INSTRUCTION: Reproduce the following records line for line, leaving the pictures out of your answer.

(Data records)

━━━━━━━━━━━━━━━━━━━━

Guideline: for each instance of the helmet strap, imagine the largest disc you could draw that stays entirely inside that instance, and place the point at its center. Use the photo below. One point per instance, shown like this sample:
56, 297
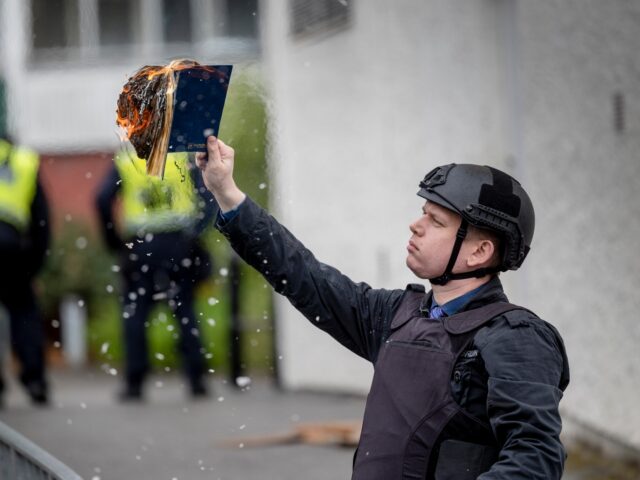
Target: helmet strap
448, 272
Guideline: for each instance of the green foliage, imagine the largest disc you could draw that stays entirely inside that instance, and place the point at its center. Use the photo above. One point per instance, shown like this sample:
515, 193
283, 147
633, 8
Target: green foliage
244, 127
77, 264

━━━━━━━━━━━━━━━━━━━━

FINAL RESULT:
Guideline: for each instance of the helmet strap, imagine the largest disc you could draw that stays entirely inside that instance, and place the point at its center. Use the photo below. One point per instance, shown like this sample:
56, 297
Target: helmet strap
448, 272
Guideline: for each instance of the green foliage, imagine the largest disc you could draw that stays entirely inside that instance, and place the point at its center. Use the photo above. One point per instance, shown like this sample:
515, 193
283, 147
633, 8
Target: green foliage
244, 127
77, 264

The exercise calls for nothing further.